◆ PROBLEM 1 ◆
Edit the Merkel profile below: begin at the words "She accuses Merkel" and stop after "most popular politician.", then give that passage again with "popularity rating" changed to "approval rating".

◆ TEXT EXTRACT ◆

It was, Angela Merkel reflects, the most galling mistake of her childhood. Not a lie or a betrayal, some malicious gossip or a fistfight but the moment in which the young girl from East Germany crawled into the resinous hollow of a tree wearing a new tracksuit sent to her from the West.The anecdote speaks volumes about a dutiful, conscientious, slightly awkward woman who, though pre-eminent in Germany for seven years, is still a relative enigma to her compatriots. It was a response to an array of questions put to her by Süddeutsche magazine as part of a broader inquiry: “Who is this person who is governing our country?”
The answer: a woman who regrets not being able to go shopping without being recognised; who would most like to have supper with Vicente del Bosque, the manager of the Spanish football team; who powers down through hiking, cooking or laughing and whose biggest fear is, no, not the collapse of the euro, but getting caught unprotected in a thunderstorm.
A man who knows Merkel better than most and admits to being referred to as her “little pet” is David McAllister, 41, an up-and-coming member of the Christian Democratic Union (CDU) and prime minister of Lower Saxony who has been tipped as a future chancellor (and also happens to be half Scottish). He puts her success down to her commonality. “There’s no ballyhoo with her,” he says. “She’s very direct and down to earth. What Germans love is they see her on Friday in Brussels with Hollande, Obama, Cameron, whoever, and then they see in their newspaper the next day how directly after that she went shopping for her supper in the supermarket. The photograph of that wasn’t fixed. Everyone knows that that’s the way she is.”
He also credits her with modernising the CDU, a party whose members – typically Catholic, male, western, family-oriented – she has led as a Lutheran, eastern, childless woman. “I think there are hundreds of thousands of people in this country who now vote for the CDU who wouldn’t have done before her,” McAllister added. He said that while well aware that Germans tend to vote for a party rather than a personality, the CDU is desperately trying to persuade people “if you want Angela Merkel you’ve got to vote for the CDU,” in recognition of how strong the Merkel factor is.
Others are less charitable. The academic and former adviser to Helmut Kohl Gertrud Höhler, describes her as furtive, dangerous and a threat to Europe in her new book, The Godmother: How Angela Merkel Is Reshaping Germany, in which she coins the phrase “System M” to describe Merkel’s modus operandi. “For years, the press has concentrated on the question as to whether she governs well, or badly, or perhaps not at all,” said Höhler. “In reality, Merkel has developed an autocratic system,” she said, and has “already installed an autocratic regime”.
She accuses Merkel of ruining the euro and undermining the political careers of many leading men in the CDU. She even mentions her in the same breath as German dictators of the last century and goes so far as to suggest her strict Lutheran pastor father’s decision to bring her up in the authoritarian confines of the communist East, where Merkel moved with her family when she was just weeks old, was an extension of his deep desire to control her. But Höhler’s book cuts against the grain of popular opinion, which still strongly favours Merkel. According to the latest poll her popularity rating is 61%, making her Germany’s most popular politician.

◆ DATASET EXTRACT ◆
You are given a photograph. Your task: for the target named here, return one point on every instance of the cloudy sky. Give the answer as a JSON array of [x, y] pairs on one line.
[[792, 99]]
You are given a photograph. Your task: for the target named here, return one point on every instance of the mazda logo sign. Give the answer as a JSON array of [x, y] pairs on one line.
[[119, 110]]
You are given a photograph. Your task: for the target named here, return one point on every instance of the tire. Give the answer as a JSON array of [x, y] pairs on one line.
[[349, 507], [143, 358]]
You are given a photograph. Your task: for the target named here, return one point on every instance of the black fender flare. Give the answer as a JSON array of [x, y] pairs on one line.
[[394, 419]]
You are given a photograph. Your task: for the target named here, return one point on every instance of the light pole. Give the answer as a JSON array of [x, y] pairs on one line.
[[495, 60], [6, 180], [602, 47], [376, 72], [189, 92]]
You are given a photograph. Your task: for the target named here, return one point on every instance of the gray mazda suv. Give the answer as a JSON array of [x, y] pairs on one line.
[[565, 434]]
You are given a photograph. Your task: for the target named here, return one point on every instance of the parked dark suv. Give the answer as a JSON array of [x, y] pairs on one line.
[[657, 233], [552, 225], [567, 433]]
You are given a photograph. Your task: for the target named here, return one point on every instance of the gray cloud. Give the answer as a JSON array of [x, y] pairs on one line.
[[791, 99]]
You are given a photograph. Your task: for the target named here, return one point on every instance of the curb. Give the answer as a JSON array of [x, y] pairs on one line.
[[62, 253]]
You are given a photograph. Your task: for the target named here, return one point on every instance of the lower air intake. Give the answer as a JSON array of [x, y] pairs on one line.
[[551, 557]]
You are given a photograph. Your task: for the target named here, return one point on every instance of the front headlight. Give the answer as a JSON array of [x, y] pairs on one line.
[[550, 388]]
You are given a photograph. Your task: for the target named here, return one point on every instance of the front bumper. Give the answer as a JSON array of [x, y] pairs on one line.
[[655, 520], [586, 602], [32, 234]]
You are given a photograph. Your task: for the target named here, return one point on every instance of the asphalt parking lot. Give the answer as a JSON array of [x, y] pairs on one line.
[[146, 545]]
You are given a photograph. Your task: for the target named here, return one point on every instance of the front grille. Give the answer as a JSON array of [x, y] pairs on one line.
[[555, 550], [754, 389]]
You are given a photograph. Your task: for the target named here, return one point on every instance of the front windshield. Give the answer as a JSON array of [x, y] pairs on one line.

◆ PROBLEM 2 ◆
Gather every line of the records above that contains the string "pole", with case counting.

◆ TASK RESPONSE 1 ◆
She accuses Merkel of ruining the euro and undermining the political careers of many leading men in the CDU. She even mentions her in the same breath as German dictators of the last century and goes so far as to suggest her strict Lutheran pastor father’s decision to bring her up in the authoritarian confines of the communist East, where Merkel moved with her family when she was just weeks old, was an extension of his deep desire to control her. But Höhler’s book cuts against the grain of popular opinion, which still strongly favours Merkel. According to the latest poll her approval rating is 61%, making her Germany’s most popular politician.

◆ TASK RESPONSE 2 ◆
You are given a photograph. Your task: for the target named here, return one point on every instance of the light pole. Give the answer as a JSON array of [x, y] pairs on one line.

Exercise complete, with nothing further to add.